Point-per-instance localization data:

┌──

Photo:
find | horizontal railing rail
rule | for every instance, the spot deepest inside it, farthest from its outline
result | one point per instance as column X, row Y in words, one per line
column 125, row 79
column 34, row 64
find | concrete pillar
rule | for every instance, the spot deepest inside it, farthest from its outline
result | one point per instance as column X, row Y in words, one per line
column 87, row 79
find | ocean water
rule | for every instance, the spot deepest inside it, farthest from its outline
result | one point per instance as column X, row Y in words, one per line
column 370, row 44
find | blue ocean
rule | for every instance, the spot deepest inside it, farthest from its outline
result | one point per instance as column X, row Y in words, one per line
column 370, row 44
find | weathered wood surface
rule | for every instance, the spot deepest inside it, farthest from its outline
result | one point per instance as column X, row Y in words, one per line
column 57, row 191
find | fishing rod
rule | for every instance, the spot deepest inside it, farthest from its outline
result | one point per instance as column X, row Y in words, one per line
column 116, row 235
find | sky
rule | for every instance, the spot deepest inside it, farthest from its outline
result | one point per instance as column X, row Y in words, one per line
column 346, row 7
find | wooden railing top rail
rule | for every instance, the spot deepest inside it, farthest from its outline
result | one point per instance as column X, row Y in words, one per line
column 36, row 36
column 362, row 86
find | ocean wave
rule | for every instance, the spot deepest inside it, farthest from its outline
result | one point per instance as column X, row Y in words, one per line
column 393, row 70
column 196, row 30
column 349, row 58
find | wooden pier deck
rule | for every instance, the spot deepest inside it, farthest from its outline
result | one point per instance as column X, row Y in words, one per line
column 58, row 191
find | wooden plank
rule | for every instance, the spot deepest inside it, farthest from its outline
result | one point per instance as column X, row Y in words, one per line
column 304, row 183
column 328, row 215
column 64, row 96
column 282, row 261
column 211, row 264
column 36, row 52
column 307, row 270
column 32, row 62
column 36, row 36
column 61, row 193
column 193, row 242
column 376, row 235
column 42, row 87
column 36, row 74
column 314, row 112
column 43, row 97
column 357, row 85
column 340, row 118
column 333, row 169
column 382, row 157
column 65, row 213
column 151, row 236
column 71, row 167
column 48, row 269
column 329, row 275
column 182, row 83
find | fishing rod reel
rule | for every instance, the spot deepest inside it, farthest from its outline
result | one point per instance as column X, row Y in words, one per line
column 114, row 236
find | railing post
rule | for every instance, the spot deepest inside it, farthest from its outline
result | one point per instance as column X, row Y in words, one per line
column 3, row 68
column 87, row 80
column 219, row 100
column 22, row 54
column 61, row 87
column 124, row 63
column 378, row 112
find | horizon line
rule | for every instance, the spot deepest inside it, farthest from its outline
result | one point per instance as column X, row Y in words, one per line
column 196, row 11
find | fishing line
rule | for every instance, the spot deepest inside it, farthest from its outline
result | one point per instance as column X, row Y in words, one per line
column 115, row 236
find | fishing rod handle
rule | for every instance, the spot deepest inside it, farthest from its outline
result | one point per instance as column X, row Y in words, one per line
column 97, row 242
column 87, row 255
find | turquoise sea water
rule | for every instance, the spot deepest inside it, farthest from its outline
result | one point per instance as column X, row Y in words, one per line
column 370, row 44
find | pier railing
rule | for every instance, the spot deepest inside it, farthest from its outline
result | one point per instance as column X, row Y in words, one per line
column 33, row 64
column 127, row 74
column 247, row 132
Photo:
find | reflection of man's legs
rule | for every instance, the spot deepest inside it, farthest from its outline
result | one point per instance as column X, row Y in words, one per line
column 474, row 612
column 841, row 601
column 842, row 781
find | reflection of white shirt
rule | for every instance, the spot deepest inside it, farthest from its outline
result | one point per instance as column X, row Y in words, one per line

└──

Exercise requirements: Go through the records above and copy each line exactly.

Task solution:
Photo:
find | horizontal railing rail
rule | for every instance, the spot deepest inside it, farthest from its outline
result | one point per instance as column X, row Y in words, one per line
column 125, row 79
column 34, row 64
find | concrete pillar
rule | for every instance, the spot deepest inside it, farthest from its outline
result | one point per instance as column X, row Y in words, one per line
column 87, row 79
find | ocean water
rule | for every instance, the spot deepest inside it, farthest from its outline
result | one point per instance as column X, row Y in words, one per line
column 370, row 44
find | blue ocean
rule | for every instance, the spot deepest inside it, farthest from its outline
result | one point per instance as column X, row Y in words, one per line
column 370, row 44
find | weathered wood surface
rule | for every instance, the spot deepest inside it, farthest from its outline
result | one point per instance as column X, row Y in words, one per line
column 57, row 191
find | fishing rod
rule | for every instance, the spot deepest inside it, farthest from its outline
result | one point per instance as column X, row Y in words, one per line
column 116, row 235
find | sky
rule | for every instance, the spot deepest inside it, farthest from its outline
result | one point per instance as column X, row Y in words, one per line
column 346, row 7
find | wooden railing top rail
rule | for every instance, the spot deepest inside it, farthest from its outline
result | one point per instance as column X, row Y in words, one per line
column 36, row 36
column 362, row 86
find | ocean wave
rule | for every instance, the spot deepest inside it, farthest from its outline
result | one point per instance as column X, row Y in words, one per line
column 393, row 70
column 196, row 30
column 349, row 58
find | wooden pier deck
rule | for every instance, the spot deepest inside it, farthest from its outline
result | one point per instance as column X, row Y in words, one per line
column 58, row 191
find | wooden plank
rule | for every instance, the spot deepest inside it, farthest from its outline
result | one point per instance as column X, row Y in words, one per line
column 304, row 183
column 328, row 215
column 64, row 96
column 282, row 261
column 211, row 264
column 36, row 52
column 307, row 270
column 32, row 62
column 36, row 36
column 61, row 193
column 193, row 242
column 376, row 235
column 42, row 87
column 36, row 74
column 314, row 112
column 43, row 97
column 357, row 85
column 340, row 118
column 333, row 169
column 382, row 157
column 65, row 213
column 151, row 236
column 71, row 167
column 48, row 269
column 329, row 275
column 182, row 83
find | fishing rod reel
rule | for every instance, the spot deepest inside it, farthest from its outline
result | one point per instance as column X, row Y in words, one per line
column 114, row 236
find | railing post
rule | for every instance, the spot deepest inside it, farthest from its outline
result | one point per instance as column X, row Y in words, one per line
column 3, row 68
column 87, row 80
column 219, row 100
column 22, row 54
column 61, row 87
column 124, row 63
column 378, row 112
find | horizon line
rule | for every instance, the spot deepest inside it, farthest from its outline
result | one point per instance as column X, row Y in words, one per line
column 196, row 11
find | fishing line
rule | for every instance, the spot deepest inside it, farthest from its outline
result | one point per instance as column X, row Y in words, one per line
column 115, row 236
find | fishing rod handle
rule | for every instance, the spot deepest inside it, farthest from its outline
result | one point per instance as column X, row Y in words, one per line
column 97, row 242
column 87, row 255
find | turquoise sea water
rule | for every instance, the spot deepest inside it, farthest from its outline
result | one point per instance as column X, row Y in words, one per line
column 370, row 44
find | pier railing
rule | for every instance, the spot deepest inside it, farthest from its outline
result | one point per instance as column X, row Y in words, one per line
column 33, row 64
column 127, row 74
column 247, row 132
Photo:
find | reflection of man's legs
rule | for every instance, the spot deepest inside it, farthest from its outline
result | one point per instance as column X, row Y in words, one per line
column 474, row 612
column 841, row 601
column 842, row 781
find | reflection of white shirt
rule | for every instance, the spot deepest inside it, farthest from its outline
result | one point per instance as column X, row Y in words, one per line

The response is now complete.